(SET EXERCISE 1): Edit the listing from its very first line down to the line containing "0 3 1372 510", both included, so that "blue sky" becomes "cloudless sky" and nothing else changes. Return only those lines.

(EXTRACT PROVIDED):
▬▬▬

Application Programming Interface
The ground motion database is equipped with a web interface, which is what you are currently viewing,
and an application programming interface (API) that exposes the data to HTTP requests. The web
interface is useful if you quickly want to look at data in a tabular form, but it is cumbersome if
you want to develop an end-to-end workflow. Copying HTML tables is kind of a pain, and it takes time
to render those tables. The API exposes the underlying data through HTTP requests, providing
the data in JSON format so you can work with it more directly and incoporate it into a workflow.
Users can access the API by authenticating, retrieving an authorization token, and submitting a request
that includes that token in the request header. The authorization token is required because we want to make sure
that we return the information only to people who have an active account, thereby avoiding attacks by
unauthorized users, and that users have access to data consistent with their role (user, modeler, admin).

▬▬▬

(EXCERPTED RECORDS):
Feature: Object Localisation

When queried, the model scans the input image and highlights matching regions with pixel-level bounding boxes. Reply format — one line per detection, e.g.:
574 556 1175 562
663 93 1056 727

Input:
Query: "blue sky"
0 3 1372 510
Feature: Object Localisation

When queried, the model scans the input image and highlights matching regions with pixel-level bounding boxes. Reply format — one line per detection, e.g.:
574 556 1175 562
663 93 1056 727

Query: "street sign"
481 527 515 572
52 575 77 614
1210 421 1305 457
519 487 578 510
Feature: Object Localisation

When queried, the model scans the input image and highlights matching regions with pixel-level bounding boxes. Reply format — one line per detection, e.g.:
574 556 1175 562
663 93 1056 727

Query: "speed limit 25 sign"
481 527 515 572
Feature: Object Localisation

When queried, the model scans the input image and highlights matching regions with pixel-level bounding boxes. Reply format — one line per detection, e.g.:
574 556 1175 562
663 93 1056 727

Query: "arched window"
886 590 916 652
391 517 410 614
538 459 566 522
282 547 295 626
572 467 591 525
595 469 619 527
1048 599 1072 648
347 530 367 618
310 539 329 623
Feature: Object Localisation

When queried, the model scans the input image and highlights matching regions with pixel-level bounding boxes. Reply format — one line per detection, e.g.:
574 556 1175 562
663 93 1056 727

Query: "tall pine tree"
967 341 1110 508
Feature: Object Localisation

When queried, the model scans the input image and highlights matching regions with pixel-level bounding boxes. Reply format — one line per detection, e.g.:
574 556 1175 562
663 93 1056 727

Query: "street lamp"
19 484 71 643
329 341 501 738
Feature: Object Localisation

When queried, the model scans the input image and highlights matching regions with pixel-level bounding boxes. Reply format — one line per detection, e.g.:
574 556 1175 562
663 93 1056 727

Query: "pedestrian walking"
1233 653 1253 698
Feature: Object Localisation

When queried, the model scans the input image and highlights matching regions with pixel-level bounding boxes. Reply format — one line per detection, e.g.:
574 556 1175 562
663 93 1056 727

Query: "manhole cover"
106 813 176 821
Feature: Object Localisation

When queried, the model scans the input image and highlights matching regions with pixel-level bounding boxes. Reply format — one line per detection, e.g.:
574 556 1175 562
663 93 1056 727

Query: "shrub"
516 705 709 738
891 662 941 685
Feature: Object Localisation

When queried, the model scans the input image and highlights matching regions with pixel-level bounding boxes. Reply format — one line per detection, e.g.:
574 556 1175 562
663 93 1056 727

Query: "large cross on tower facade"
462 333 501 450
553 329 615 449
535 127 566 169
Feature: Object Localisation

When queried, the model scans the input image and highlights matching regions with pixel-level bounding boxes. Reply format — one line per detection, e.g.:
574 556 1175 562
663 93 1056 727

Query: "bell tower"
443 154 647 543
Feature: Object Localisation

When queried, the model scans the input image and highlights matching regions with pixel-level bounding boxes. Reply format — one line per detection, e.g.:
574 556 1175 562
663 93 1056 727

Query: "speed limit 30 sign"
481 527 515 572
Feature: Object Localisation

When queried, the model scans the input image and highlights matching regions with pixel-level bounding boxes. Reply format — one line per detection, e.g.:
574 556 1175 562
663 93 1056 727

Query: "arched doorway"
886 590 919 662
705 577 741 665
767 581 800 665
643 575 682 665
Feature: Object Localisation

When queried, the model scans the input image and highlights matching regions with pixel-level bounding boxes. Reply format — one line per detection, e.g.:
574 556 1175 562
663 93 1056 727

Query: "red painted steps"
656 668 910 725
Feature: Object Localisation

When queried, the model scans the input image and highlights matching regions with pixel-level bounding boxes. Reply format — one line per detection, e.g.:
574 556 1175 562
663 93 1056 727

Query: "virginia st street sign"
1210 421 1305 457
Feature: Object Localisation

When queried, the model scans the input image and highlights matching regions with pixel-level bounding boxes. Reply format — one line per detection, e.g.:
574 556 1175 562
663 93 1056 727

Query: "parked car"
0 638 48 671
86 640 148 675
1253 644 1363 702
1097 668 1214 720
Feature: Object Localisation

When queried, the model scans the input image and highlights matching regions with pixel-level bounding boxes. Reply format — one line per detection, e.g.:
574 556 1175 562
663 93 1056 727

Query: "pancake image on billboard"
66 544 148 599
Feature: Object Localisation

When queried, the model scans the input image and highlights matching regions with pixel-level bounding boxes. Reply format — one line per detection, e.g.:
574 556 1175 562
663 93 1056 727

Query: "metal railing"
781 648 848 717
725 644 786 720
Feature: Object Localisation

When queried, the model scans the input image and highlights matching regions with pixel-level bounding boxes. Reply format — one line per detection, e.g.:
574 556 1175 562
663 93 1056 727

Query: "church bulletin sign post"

▬▬▬

(SET EXERCISE 2): Transcribe the page on the application programming interface word for word, from "Users can access" down to "(user, modeler, admin).".

(FINAL RESULT 1):
Feature: Object Localisation

When queried, the model scans the input image and highlights matching regions with pixel-level bounding boxes. Reply format — one line per detection, e.g.:
574 556 1175 562
663 93 1056 727

Input:
Query: "cloudless sky"
0 3 1372 510

(FINAL RESULT 2):
Users can access the API by authenticating, retrieving an authorization token, and submitting a request
that includes that token in the request header. The authorization token is required because we want to make sure
that we return the information only to people who have an active account, thereby avoiding attacks by
unauthorized users, and that users have access to data consistent with their role (user, modeler, admin).